What you will do:
Count the lines in the rows below that contain the string "church", and reply with that number alone.
---+---
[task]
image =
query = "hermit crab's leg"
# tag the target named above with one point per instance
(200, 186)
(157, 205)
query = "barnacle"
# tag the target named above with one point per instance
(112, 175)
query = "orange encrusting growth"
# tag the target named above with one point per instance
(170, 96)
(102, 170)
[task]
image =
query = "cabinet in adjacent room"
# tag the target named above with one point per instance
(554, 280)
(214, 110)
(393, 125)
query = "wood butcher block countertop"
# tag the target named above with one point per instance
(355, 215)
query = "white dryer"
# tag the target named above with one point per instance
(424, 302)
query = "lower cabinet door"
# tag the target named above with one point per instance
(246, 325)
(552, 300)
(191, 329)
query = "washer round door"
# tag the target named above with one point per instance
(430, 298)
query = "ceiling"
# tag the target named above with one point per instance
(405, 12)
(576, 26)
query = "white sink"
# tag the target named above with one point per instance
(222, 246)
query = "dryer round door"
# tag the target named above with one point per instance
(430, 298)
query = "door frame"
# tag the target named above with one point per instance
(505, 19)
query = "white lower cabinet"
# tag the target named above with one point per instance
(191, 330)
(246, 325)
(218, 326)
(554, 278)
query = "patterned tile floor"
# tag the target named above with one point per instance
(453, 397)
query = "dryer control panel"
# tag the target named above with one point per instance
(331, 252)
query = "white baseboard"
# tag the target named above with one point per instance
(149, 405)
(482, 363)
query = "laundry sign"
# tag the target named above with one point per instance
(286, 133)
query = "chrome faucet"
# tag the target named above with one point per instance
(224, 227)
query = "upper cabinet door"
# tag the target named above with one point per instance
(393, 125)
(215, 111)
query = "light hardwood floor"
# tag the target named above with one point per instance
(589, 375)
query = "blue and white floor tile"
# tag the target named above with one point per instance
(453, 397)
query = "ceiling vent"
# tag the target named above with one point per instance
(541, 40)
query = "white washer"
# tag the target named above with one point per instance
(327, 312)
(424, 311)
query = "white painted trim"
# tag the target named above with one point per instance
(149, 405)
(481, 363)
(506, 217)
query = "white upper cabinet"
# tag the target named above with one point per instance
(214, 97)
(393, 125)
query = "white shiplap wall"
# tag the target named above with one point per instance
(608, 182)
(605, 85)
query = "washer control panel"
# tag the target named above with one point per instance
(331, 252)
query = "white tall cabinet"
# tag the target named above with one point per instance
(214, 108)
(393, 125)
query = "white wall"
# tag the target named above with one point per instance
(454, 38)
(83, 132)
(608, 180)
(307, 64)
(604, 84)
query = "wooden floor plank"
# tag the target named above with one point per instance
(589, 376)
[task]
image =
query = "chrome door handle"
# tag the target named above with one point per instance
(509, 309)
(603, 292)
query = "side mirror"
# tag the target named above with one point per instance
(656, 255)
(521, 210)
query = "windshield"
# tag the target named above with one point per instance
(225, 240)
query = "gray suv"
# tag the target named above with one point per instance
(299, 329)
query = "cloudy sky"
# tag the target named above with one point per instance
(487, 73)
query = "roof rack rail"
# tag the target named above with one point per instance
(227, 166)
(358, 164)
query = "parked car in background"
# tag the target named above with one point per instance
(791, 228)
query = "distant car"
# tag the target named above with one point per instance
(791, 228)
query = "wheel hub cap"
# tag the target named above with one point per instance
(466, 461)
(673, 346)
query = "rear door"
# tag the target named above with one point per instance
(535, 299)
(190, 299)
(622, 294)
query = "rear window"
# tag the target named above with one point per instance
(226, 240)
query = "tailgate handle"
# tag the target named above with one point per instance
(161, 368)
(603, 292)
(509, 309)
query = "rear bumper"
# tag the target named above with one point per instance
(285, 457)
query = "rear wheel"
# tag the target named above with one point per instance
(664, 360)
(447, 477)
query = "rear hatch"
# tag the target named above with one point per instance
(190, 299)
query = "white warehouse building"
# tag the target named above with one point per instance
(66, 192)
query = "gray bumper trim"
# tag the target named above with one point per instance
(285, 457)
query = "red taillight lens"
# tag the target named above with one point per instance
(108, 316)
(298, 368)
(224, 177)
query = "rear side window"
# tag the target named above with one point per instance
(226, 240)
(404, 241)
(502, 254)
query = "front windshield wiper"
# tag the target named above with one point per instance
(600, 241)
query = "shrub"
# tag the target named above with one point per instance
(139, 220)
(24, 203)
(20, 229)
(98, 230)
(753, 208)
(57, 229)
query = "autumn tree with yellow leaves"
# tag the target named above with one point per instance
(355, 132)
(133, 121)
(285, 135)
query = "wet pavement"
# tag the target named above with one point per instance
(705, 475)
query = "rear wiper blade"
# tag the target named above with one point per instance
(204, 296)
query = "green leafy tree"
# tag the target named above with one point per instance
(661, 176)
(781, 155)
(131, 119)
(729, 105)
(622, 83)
---+---
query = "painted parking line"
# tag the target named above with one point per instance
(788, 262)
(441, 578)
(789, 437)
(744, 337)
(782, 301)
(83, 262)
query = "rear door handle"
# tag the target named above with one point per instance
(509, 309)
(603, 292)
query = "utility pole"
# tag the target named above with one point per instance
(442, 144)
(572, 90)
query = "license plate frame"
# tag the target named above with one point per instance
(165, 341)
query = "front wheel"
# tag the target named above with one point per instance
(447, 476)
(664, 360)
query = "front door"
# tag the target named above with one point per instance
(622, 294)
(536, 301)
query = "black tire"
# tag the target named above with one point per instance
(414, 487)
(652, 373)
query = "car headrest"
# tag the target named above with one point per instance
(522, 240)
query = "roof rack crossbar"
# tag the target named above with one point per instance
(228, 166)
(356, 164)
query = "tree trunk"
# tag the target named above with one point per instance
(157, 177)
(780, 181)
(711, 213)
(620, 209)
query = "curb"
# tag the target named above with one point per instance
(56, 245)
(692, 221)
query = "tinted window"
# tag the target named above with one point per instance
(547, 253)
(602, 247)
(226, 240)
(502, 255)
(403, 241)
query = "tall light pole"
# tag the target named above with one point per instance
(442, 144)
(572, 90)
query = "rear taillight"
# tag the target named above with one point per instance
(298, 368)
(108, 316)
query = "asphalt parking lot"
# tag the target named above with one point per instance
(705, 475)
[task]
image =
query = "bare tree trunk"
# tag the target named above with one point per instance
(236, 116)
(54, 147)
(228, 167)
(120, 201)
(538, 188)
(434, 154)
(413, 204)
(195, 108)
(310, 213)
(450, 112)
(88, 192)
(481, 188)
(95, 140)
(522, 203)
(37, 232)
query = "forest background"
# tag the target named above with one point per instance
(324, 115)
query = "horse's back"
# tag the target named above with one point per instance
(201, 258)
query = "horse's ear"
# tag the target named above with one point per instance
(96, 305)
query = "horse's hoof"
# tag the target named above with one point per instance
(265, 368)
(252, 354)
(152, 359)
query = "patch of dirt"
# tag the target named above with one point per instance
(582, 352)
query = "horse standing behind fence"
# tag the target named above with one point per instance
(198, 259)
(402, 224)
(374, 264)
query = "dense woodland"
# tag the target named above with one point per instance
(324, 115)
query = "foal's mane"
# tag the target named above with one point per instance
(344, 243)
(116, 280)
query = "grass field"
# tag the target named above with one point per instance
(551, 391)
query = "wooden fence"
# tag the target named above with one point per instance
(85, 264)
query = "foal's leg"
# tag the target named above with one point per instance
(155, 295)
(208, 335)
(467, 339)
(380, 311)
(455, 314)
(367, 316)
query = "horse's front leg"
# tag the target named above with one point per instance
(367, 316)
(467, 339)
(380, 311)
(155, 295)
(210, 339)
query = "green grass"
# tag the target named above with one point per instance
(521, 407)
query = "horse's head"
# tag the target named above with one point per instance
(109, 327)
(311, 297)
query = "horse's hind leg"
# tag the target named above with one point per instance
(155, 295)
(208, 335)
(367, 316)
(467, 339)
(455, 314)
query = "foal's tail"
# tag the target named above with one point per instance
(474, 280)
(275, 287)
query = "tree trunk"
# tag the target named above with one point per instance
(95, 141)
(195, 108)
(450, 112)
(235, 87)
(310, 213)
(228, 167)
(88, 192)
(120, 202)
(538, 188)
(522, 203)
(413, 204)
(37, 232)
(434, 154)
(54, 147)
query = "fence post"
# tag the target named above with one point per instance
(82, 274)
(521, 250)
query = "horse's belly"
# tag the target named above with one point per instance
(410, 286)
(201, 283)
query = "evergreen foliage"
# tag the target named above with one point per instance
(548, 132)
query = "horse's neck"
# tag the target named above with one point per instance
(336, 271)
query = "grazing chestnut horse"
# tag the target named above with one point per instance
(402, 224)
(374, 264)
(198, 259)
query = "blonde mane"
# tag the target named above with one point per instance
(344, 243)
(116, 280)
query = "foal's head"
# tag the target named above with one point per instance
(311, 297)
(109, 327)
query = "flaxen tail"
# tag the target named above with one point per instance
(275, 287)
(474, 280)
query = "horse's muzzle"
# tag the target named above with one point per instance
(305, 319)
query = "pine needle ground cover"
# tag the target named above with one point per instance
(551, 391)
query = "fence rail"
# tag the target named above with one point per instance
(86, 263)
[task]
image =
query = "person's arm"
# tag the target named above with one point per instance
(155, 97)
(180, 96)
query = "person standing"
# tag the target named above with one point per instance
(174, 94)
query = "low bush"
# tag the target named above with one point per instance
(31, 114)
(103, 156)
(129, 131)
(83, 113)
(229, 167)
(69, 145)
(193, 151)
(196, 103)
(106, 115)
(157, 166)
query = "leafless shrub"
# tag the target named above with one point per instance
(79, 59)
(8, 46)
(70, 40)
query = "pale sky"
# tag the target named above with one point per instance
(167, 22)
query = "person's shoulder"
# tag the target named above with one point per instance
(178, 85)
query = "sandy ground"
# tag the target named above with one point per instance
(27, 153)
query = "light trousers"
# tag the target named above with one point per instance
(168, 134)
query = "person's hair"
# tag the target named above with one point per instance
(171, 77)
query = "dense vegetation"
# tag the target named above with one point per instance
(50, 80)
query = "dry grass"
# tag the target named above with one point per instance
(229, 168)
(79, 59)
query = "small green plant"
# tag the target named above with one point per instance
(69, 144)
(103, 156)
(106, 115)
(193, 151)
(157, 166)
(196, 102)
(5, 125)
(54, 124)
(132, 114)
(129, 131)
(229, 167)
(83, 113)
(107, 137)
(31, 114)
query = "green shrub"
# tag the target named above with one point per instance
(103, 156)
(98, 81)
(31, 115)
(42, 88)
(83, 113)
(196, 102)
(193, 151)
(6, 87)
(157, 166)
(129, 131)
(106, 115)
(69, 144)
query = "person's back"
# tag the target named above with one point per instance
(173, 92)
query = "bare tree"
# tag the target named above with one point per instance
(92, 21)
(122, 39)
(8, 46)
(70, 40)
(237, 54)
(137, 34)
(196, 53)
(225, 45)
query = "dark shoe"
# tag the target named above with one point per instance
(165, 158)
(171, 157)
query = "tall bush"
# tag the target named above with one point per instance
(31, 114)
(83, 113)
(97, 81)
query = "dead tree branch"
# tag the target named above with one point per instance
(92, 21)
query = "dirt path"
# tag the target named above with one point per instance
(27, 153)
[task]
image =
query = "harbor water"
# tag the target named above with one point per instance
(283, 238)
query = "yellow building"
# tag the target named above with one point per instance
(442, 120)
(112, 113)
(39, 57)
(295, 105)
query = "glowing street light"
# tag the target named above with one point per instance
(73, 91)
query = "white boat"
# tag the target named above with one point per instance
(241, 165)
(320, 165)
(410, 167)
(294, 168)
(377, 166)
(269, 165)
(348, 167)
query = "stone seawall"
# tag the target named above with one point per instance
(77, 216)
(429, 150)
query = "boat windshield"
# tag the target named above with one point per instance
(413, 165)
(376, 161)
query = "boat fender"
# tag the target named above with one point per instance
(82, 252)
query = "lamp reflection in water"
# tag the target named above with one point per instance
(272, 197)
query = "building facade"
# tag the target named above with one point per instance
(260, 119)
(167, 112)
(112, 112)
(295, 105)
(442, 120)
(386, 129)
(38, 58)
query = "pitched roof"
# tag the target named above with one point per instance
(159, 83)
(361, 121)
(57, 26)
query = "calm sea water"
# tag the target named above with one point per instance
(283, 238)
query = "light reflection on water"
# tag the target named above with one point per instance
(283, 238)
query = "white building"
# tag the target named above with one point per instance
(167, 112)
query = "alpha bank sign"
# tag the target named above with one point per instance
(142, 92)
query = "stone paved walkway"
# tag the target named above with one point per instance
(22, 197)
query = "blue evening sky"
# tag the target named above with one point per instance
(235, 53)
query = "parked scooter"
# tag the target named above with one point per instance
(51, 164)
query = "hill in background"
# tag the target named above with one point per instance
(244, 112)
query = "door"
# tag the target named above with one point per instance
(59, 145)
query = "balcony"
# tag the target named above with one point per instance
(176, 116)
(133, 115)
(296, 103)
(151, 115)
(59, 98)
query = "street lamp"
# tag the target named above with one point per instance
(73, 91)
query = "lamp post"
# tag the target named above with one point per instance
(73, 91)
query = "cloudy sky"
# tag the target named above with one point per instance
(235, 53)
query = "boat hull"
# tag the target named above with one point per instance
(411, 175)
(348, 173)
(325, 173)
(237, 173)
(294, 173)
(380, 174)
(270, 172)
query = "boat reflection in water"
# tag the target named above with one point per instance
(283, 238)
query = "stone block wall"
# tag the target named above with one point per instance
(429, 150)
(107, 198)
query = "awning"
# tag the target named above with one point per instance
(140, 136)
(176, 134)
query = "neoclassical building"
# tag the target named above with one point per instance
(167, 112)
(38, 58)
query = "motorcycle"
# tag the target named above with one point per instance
---+---
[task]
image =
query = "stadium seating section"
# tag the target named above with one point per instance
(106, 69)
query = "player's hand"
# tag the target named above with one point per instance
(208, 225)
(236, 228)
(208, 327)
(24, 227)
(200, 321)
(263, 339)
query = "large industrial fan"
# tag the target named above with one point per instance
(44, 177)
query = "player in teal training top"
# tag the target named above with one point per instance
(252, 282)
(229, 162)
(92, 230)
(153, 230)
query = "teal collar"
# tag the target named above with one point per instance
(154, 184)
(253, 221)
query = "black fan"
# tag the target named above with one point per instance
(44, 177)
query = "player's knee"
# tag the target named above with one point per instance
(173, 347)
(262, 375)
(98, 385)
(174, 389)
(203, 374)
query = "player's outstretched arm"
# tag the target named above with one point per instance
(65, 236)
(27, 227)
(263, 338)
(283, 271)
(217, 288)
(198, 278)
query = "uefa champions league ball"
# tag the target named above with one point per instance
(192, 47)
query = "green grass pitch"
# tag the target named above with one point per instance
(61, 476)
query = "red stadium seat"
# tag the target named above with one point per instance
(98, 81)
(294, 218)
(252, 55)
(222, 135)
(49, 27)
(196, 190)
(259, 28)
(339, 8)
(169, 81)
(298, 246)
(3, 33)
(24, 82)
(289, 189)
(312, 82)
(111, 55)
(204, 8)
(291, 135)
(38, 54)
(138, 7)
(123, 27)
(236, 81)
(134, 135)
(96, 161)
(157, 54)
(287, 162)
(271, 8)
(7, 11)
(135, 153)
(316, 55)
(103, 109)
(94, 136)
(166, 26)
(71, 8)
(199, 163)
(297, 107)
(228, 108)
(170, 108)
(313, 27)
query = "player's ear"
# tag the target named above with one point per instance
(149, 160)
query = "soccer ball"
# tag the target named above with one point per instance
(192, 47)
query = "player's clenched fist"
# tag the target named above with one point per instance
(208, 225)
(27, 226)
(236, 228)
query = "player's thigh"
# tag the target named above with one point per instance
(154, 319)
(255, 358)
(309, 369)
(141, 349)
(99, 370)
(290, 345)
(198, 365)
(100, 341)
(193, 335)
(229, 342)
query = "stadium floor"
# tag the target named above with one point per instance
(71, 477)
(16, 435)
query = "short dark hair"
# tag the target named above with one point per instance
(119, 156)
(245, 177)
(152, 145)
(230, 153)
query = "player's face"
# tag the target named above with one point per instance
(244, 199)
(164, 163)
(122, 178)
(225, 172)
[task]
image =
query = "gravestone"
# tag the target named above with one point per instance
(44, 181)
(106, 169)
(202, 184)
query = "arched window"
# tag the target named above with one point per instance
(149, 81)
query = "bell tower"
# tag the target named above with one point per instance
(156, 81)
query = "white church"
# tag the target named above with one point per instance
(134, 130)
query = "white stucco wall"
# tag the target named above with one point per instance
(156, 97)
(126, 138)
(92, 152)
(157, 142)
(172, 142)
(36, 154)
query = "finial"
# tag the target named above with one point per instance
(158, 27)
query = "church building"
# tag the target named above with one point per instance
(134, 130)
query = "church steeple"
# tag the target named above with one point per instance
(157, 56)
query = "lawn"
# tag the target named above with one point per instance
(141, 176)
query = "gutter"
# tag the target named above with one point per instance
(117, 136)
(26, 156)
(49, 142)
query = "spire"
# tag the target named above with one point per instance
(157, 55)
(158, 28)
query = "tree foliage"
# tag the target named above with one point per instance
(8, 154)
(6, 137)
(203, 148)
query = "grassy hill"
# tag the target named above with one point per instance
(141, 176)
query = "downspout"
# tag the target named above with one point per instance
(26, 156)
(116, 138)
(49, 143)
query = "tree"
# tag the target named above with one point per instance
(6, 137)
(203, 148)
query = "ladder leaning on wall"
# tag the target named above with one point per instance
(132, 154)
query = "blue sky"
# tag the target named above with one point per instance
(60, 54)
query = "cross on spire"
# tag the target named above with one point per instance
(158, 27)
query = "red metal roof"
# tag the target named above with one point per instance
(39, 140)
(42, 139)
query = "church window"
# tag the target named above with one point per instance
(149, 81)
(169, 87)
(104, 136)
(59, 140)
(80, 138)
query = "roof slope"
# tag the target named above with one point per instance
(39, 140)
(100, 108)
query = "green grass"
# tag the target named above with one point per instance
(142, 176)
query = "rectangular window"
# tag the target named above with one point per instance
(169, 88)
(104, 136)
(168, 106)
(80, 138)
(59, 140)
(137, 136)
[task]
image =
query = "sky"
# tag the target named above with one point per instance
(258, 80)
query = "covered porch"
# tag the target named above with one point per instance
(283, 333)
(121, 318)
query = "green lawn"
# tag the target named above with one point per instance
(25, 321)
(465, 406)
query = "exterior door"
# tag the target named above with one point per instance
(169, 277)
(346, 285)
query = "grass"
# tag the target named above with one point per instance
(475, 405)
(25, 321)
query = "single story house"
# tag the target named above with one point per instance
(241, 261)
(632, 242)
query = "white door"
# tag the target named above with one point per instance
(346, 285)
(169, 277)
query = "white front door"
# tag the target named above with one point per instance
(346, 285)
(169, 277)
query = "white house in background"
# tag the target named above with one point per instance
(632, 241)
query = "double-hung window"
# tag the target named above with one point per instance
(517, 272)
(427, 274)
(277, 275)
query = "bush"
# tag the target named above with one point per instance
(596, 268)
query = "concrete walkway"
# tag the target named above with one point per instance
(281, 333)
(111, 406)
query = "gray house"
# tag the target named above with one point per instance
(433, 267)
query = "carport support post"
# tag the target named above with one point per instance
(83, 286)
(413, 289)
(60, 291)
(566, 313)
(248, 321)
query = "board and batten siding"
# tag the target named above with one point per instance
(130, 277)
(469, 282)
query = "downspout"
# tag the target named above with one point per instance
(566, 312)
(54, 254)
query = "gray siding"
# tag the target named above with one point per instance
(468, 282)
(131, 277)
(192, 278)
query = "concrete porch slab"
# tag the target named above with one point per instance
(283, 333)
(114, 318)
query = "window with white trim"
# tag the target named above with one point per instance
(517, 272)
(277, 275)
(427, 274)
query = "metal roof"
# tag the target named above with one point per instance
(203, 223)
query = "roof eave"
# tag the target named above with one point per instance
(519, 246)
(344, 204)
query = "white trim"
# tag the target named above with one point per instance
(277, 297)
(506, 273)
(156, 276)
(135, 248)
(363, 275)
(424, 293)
---+---
The output:
4